**YOUR GOAL:**
Make an exact copy of all the data.

(Rows from a pointing dataset)
▶

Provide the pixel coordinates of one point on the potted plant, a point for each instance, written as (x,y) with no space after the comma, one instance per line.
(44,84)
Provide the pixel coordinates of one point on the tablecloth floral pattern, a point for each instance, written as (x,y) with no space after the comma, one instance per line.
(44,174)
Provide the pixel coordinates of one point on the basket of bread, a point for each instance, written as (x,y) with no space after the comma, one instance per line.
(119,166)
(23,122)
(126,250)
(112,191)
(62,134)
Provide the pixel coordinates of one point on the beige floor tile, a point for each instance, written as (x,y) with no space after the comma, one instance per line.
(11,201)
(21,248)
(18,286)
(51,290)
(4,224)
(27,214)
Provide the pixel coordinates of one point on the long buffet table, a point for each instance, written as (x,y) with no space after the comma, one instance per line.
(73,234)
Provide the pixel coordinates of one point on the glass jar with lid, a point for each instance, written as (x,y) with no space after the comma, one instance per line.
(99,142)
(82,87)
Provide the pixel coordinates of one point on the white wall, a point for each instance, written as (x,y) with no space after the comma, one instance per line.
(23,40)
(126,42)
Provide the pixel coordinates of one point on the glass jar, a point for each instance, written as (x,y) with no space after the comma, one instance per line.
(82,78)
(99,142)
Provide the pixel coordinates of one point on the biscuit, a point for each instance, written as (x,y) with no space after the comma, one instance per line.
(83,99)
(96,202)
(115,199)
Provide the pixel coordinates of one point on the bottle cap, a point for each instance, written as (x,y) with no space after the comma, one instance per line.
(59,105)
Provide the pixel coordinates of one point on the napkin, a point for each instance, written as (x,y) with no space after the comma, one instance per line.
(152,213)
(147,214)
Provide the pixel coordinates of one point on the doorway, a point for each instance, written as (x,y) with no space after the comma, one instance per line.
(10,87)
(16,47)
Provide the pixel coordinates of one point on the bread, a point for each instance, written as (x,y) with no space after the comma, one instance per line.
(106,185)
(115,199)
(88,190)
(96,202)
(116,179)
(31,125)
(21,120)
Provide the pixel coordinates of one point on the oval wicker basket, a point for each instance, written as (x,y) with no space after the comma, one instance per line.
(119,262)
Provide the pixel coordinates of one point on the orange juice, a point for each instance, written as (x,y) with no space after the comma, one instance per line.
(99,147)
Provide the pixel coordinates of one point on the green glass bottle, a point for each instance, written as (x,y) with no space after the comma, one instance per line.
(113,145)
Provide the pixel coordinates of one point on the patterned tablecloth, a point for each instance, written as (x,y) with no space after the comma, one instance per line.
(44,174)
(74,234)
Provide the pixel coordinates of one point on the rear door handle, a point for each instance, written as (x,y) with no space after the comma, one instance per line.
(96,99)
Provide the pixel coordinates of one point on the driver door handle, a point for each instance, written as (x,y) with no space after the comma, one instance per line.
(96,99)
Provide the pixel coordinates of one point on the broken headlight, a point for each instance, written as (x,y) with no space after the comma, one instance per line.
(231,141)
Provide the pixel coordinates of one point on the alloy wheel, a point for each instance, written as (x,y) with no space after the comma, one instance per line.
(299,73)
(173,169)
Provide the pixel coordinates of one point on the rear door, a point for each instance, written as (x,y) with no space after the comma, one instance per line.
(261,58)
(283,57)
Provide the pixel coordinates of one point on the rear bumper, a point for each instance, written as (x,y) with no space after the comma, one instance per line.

◀

**ANSWER TO THE PROBLEM:**
Provide the pixel coordinates of one point on the potted plant, a point for each instance, written as (x,y) with no space after the comma, one instance per line.
(44,84)
Provide the pixel coordinates of one point on the tablecloth floral pattern, a point for each instance, written as (x,y) with no space after the comma, one instance per line.
(44,174)
Provide the pixel coordinates of one point on the basket of bread, a point for each instance, written as (x,y) with no space after the comma, one instance per line.
(119,166)
(23,122)
(126,250)
(112,191)
(62,134)
Provide the pixel coordinates of one point on the beige floor tile, a point for each instance, written as (x,y) with no space after the comma, one instance per line.
(11,201)
(21,248)
(18,286)
(51,290)
(4,224)
(27,214)
Provide the pixel coordinates of one point on the long buffet table, a point for each instance, written as (x,y) with no space after the comma, one instance per line.
(73,234)
Provide the pixel coordinates of one point on the glass jar with lid, a point for each instance, written as (x,y) with no space after the comma, one instance per line.
(99,142)
(82,87)
Provide the pixel coordinates of one point on the white wall, a point for each instance, written as (x,y) with no space after the comma, one instance per line.
(23,40)
(126,42)
Provide the pixel coordinates of one point on the glass jar, a point for each instance, written as (x,y) with no space after the comma, one instance per line.
(82,78)
(99,142)
Provide the pixel coordinates of one point on the biscuit, a point for each instance, written as (x,y) with no space after the comma, one instance per line.
(83,99)
(96,202)
(115,199)
Provide the pixel coordinates of one point on the bottle cap, a point for each instance, written as (x,y) with no space after the comma, one instance per line.
(59,105)
Provide the pixel coordinates of one point on the napkin, a point for each instance, written as (x,y) with no space after the comma, one instance per line.
(152,213)
(147,214)
Provide the pixel coordinates of one point on the doorway, a point for each instance, written as (x,y) with no space after the comma, one instance per line.
(10,87)
(16,47)
Provide the pixel coordinates of one point on the bread, a point for each instance, written as (x,y) with no space after the comma, one instance per line.
(106,185)
(115,199)
(88,190)
(96,202)
(116,179)
(31,125)
(21,120)
Provide the pixel coordinates of one point on the oval wicker basket, a point for each instance, written as (x,y) with no space after the comma, one instance per line.
(119,262)
Provide the pixel coordinates of one point on the orange juice, a point for each instance, written as (x,y) with no space after the comma, one instance per line.
(99,147)
Provide the pixel coordinates of one point on the green glass bottle, a point for each instance, written as (x,y) with no space after the comma, one instance per line.
(113,145)
Provide the pixel coordinates of one point on the patterned tablecloth, a point for each instance, written as (x,y) with no space after the comma, one instance per line.
(44,174)
(74,234)
Provide the pixel coordinates of one point on the rear door handle, a point for each instance, written as (x,y) with no space after the comma, one instance per line.
(96,99)
Provide the pixel coordinates of one point on the driver door handle, a point for each instance, written as (x,y) with no space after the comma, one instance per line.
(96,99)
Provide the pixel coordinates of one point on the broken headlight, a point for each instance, written as (x,y) with no space after the comma, one instance per line.
(231,141)
Provide the pixel coordinates of one point on the alloy wheel, a point for each instance, written as (x,y) with no space after the comma, one instance per line.
(299,73)
(173,169)
Provide the pixel coordinates of one point on the rear door, a point for each instance, written as (x,y) with no space after the comma, one instance per line.
(261,58)
(283,57)
Provide the pixel coordinates of one point on the rear bumper, a point for each instance, written as (x,y) with no space after the comma, one instance per line.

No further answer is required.